TEXT EXCERPT |
Safety tips for outdoor winter fun

-- Metro Creative ServicesDecember 13, 2012 

Winter is a special time of year for sportsmen. The great outdoors beckons men and women in the wintertime, when skiing, snowboarding, snowshoeing, and sledding are just a few of the many cold weather activities to entice athletes out of their homes.

Though winter sports can help fend off cabin fever, those who don't exercise certain safety precautions might find themselves dealing with another kind of fever. Cold weather can leave men, women and children susceptible to illness or injury if they aren't careful. The following are a few safety tips for winter sportsmen who want to make the most of the coming winter sports season.


Inadequate clothing is one of the easiest ways a winter sportsmen can fall victim to illness or injury. But the right clothing can go a long way toward ensuring this winter sports season is fun and illness- and injury-free.

Wear protective head gear. Protective headgear can help sportsmen avoid colds and head injuries. When venturing outdoors in the winter, always wear a protective wool ski cap. Most body heat is lost through the head, but wool caps help your body retain warmth on cold days and nights. In addition, sportsmen should always wear protective headgear when skiing, sledding, snowboarding or playing ice hockey. Even the most experienced sportsmen can suffer a head injury when playing a winter sport, but the appropriate headgear can prevent head injuries to veteran and novice athletes alike.

Dress in layers. Dressing in layers is another way to stay warm and prevent illness in the winter months. Kids are especially susceptible to cold weather, so parents should dress them in one more layer than they dress themselves. When wearing scarves, sportsmen should tuck their scarves in so they don't get tangled with sporting equipment.

Remove drawstrings from kids' clothing. Drawstrings on winter hats, overcoats and pants can prove harmful to children. These drawstrings can easily get tangled and lead to strangulation. Parents should remove all drawstrings from kids' winter clothing before kids participate in winter sports.

Ice skating & hockey

Winter is a great time to go ice skating or play some hockey. However, ice sports like skating and hockey can be especially dangerous, and it's wise for adults and children to be as cautious as possible when getting in some ice time.

Beware of thin ice. Ice that forms on moving waters, including rivers and creeks, is never safe enough to skate on. Such waters should always be avoided no matter how thick the ice may appear. When going ice skating or playing hockey outdoors, only do so on waters that are supervised and have been tested and approved for skating.

Skate with the crowd and never skate alone. Skating alone might give you all the room in the world to perform a figure eight, but skating alone leaves you with no backup should the ice break and you fall in or if you injure yourself in a fall. When skating, never skate against the crowd.

Skiing and snowboarding

Skiing and snowboarding are immensely popular in the winter, but that popularity should not overshadow how dangerous these activities can be.

DATA RECORDS |
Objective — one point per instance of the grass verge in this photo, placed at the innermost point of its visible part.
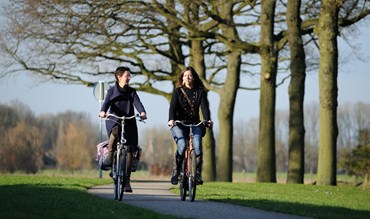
(54, 197)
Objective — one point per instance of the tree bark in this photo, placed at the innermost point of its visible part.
(197, 61)
(327, 31)
(266, 165)
(296, 94)
(227, 95)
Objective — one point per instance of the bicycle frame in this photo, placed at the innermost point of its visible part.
(120, 165)
(187, 175)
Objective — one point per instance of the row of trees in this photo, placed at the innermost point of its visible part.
(67, 141)
(353, 142)
(228, 42)
(29, 143)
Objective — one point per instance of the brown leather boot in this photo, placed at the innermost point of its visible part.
(199, 162)
(127, 182)
(176, 169)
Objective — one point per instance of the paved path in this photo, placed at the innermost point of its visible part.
(155, 195)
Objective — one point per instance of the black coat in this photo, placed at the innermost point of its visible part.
(121, 101)
(181, 110)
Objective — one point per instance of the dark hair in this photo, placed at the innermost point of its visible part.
(120, 71)
(197, 83)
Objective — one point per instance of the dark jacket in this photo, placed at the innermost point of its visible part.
(181, 110)
(121, 101)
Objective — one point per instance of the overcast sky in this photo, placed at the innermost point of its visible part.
(353, 82)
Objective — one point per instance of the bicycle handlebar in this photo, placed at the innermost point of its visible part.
(190, 125)
(124, 117)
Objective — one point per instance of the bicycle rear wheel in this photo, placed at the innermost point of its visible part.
(183, 181)
(191, 180)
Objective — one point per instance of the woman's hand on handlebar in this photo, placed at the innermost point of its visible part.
(101, 114)
(171, 123)
(209, 123)
(143, 116)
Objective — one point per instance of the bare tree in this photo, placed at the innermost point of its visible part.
(327, 31)
(296, 93)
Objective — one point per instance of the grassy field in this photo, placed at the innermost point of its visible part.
(55, 194)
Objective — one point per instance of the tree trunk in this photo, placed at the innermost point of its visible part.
(327, 31)
(266, 165)
(208, 143)
(227, 94)
(296, 94)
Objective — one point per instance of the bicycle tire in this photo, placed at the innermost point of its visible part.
(183, 181)
(192, 177)
(115, 175)
(123, 172)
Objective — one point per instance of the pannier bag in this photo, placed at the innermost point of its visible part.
(136, 158)
(102, 153)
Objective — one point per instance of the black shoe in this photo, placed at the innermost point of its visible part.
(175, 178)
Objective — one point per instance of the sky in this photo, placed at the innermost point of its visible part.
(52, 97)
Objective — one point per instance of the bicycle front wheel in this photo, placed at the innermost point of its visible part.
(115, 175)
(183, 181)
(122, 173)
(192, 176)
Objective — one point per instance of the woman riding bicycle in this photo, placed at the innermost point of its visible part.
(121, 100)
(187, 98)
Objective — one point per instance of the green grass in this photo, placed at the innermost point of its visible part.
(305, 200)
(60, 194)
(34, 196)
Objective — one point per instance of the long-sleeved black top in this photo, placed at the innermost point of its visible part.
(121, 101)
(180, 109)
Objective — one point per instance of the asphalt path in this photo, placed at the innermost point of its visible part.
(155, 195)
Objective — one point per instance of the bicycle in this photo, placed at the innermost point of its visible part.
(188, 166)
(121, 164)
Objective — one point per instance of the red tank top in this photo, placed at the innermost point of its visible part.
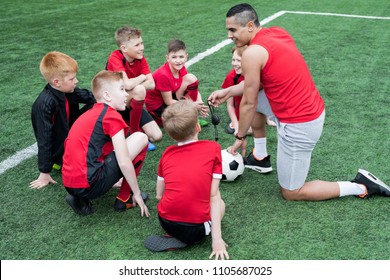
(286, 79)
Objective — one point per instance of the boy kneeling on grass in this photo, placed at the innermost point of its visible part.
(97, 152)
(189, 173)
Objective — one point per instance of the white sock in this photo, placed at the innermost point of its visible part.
(260, 150)
(349, 188)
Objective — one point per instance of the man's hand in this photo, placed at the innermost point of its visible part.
(43, 180)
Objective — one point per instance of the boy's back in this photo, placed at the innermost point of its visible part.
(188, 170)
(88, 143)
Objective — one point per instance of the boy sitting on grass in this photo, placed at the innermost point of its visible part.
(129, 58)
(189, 173)
(54, 112)
(173, 83)
(97, 154)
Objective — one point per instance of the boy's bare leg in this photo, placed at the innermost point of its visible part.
(313, 191)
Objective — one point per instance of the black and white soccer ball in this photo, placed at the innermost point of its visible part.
(232, 166)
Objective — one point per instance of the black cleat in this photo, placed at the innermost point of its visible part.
(262, 166)
(121, 206)
(373, 185)
(80, 206)
(157, 243)
(229, 129)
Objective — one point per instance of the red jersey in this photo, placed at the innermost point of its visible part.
(232, 79)
(188, 171)
(165, 81)
(88, 144)
(117, 62)
(286, 78)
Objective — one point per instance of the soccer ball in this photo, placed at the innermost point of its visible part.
(232, 166)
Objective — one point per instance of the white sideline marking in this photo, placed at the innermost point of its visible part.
(31, 151)
(17, 158)
(336, 15)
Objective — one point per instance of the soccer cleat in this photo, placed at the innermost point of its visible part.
(261, 166)
(80, 206)
(56, 166)
(121, 206)
(202, 122)
(229, 129)
(151, 146)
(159, 243)
(373, 185)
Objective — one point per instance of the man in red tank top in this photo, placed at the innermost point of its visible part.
(272, 61)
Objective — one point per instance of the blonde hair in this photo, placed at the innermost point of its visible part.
(56, 65)
(125, 34)
(180, 120)
(102, 81)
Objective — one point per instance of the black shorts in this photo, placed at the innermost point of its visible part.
(185, 232)
(107, 176)
(145, 117)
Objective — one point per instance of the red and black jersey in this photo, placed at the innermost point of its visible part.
(52, 114)
(165, 81)
(117, 62)
(187, 171)
(232, 79)
(88, 144)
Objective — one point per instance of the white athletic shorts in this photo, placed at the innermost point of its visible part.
(295, 145)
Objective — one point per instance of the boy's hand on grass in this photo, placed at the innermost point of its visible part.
(202, 109)
(43, 180)
(219, 249)
(137, 200)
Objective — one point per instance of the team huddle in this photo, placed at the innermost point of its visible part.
(104, 143)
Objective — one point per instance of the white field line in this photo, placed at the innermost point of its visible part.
(31, 151)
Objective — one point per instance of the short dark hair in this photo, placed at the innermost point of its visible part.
(244, 13)
(176, 45)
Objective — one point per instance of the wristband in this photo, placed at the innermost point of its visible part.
(239, 138)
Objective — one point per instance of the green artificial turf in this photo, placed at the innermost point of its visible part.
(349, 61)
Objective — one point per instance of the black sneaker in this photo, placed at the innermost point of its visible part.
(121, 206)
(373, 184)
(159, 243)
(80, 206)
(262, 166)
(229, 129)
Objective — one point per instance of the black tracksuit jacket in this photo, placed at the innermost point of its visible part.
(50, 123)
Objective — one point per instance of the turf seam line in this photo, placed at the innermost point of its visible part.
(32, 150)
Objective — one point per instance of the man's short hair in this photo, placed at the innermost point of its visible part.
(243, 13)
(176, 45)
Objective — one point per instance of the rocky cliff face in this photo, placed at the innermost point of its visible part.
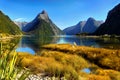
(42, 25)
(20, 24)
(75, 29)
(112, 23)
(88, 26)
(7, 26)
(91, 25)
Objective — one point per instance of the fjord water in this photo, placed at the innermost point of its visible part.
(33, 44)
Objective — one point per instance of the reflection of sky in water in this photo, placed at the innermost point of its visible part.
(87, 70)
(25, 49)
(78, 40)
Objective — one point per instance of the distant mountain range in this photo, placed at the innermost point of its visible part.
(7, 26)
(112, 23)
(42, 26)
(88, 26)
(20, 24)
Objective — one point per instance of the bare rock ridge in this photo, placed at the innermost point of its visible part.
(88, 26)
(7, 26)
(42, 24)
(112, 23)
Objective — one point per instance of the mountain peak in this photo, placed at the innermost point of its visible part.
(43, 15)
(91, 19)
(43, 12)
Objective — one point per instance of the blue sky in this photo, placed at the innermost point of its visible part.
(63, 13)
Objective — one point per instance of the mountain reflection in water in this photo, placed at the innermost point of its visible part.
(35, 43)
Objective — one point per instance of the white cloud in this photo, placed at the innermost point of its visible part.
(19, 19)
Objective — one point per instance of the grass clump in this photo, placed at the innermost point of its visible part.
(8, 69)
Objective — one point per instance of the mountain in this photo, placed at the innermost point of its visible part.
(74, 29)
(20, 24)
(42, 26)
(91, 25)
(7, 26)
(88, 26)
(112, 23)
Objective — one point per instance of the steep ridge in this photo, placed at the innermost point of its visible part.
(42, 25)
(112, 23)
(7, 26)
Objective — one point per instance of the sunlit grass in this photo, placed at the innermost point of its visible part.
(8, 69)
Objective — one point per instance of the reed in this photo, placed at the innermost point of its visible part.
(8, 69)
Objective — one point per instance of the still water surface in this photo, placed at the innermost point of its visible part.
(33, 44)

TASK DIRECTIONS | In the winter safety article above, list the cold weather activities named in the sentence beginning "The great outdoors beckons men and women in the wintertime".

RESPONSE BELOW | Skiing, snowboarding, snowshoeing and sledding.